### Tarea
Continúa el fragmento de página sobre Le Pen y las elecciones presidenciales francesas a partir de su última oración.

### Fragmento de página

++++++++

Es plausible que la señora Le Pen salga elegida por sufragio universal, pero ahora, en nombre de una estrategia de billar a tres bandas, no solo es concebible, sino deseable. Y esta partida, desde hace unos días, se ha convertido en una pesadilla en este mentidero lleno de rumores, escándalos y diversiones.
Algunos están indignados, por supuesto. Pero otros lo están disfrutando. Otros, que nunca habían sentido la menor curiosidad por la experiencia americana, ahora descubren sus bondades: "Estados Unidos tuvo a Trump y se deshizo de él, ¿por qué no íbamos a tener a Le Pen para conjurarla para siempre?".
Otros parecen haberse abandonado al redil de la interminable secuencia sanitaria y haber caído en la misma práctica terapéutica masoquista y estadística, la misma locura experimental dirigida por la misma clase de aprendices de brujo; tocaba meter algo de coronavirus en las presidenciales: "Un poquito de Le Pen, al fin y al cabo, ¿acaso sería mucho peor que el confinamiento gordo, el de 2020, el de cuando aplaudíamos en los balcones y estábamos todos la mar de contentos de estar en la cárcel?".
Y en todas partes triunfa ese afán contable del periodismo político, formado y aprobado por consultoras de sondeos que se creen el oráculo de Delfos cuando no son más que el viejo Café du Commerce o, peor aún, el grito de Zola en El vientre de París: "¡Tenemos en la subasta a la izquierda republicana! ¡Tenemos de saldo a los socialdemócratas! Diga, si Macron pierde a los centristas, ¿cuánto más le costará a la verdulera?”.
No dejéis que flote en el ambiente la frase de que "el fascismo no pasará" porque no es más que una frase, e incluso una frase tan vieja como esa dejará de ser sagrada
Así que el problema, repito, no es el termómetro que mide la fiebre. El problema candente, crucial, y de grandes dimensiones es que ya no somos tantos los que estamos ojo avizor para cazar esas débiles señales, para oír las alarmas de incendio y para escandalizarnos por la inexorable pérdida de sentido de las palabras de la política.

++++++++

### Entradas extraídas
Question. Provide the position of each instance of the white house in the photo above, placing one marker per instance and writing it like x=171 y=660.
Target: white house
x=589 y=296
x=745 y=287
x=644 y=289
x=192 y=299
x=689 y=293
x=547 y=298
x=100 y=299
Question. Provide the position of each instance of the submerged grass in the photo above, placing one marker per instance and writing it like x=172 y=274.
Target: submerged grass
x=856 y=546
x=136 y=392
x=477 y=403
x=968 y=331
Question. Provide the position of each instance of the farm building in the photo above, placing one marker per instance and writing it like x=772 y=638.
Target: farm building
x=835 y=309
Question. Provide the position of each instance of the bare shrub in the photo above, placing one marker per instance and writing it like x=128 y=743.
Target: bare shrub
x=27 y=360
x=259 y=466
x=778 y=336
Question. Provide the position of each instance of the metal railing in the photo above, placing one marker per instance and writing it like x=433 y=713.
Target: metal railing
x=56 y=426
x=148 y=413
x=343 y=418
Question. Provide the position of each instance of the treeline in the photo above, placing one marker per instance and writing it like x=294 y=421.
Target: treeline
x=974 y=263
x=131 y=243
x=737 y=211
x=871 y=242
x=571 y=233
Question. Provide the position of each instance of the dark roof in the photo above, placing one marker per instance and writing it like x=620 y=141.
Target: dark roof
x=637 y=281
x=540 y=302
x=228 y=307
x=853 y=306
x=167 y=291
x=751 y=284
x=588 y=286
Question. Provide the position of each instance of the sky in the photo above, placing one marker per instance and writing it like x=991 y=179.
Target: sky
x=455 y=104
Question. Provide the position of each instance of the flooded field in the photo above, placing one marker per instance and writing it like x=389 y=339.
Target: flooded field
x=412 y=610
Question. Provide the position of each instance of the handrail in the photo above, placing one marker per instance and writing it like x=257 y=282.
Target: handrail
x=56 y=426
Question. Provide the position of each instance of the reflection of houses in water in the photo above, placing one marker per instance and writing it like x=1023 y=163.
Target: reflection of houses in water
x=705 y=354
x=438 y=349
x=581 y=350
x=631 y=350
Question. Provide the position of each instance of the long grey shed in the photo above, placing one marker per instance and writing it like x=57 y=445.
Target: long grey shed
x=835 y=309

++++++++

### Resultado
Por piedad, amigos de Libération, no dejéis que flote en el ambiente la frase de que "el fascismo no pasará" porque no es más que una frase, e incluso una frase tan vieja como esa dejará de ser sagrada: bien sabéis que hay situaciones en las que, no contenta con hacer algún tipo de política, sería la única posible.
Por piedad, gentes de izquierdas, trabajad, reflexionad y construid un proyecto, batallad paso a paso por la victoria, pero no caigáis en la tentación, en una de las más aciagas de vuestra historia, de decir: si perdemos, nos abstendremos de elegir entre un mal y un mal menor, entre lo malo y lo menos malo; el día de las elecciones nos iremos a pasear al campo.
Por piedad, gente cabal, pensemos que tendremos que vivir, sin duda; que llega el momento en que podremos volver a amar, a pasearnos, a perdernos por las ciudades resucitadas y libres, a confraternizar, a charlar, a hacer todas esas cosas que todavía no son apropiadas según la lideresa de la Agrupación Nacional (el nuevo nombre del Frente Nacional), hija de su padre, bailarina de valses vieneses compartidos con los fachas locales, grosera, odiosa; pensemos que, sí, que nada sería más lamentable que escoger justo este momento para servir, en bandeja de plata, la Francia de Molière y de Léon Blum a un fascismo blanqueado y desdemonizado, burguesito y majete, a gente que, si llega al poder, sería bien capaz de entregarnos un arma con visos hípster y una xenofobia cool a más no poder.
Se ha cernido sobre el mundo una enorme pulsión de muerte. Y ya basta.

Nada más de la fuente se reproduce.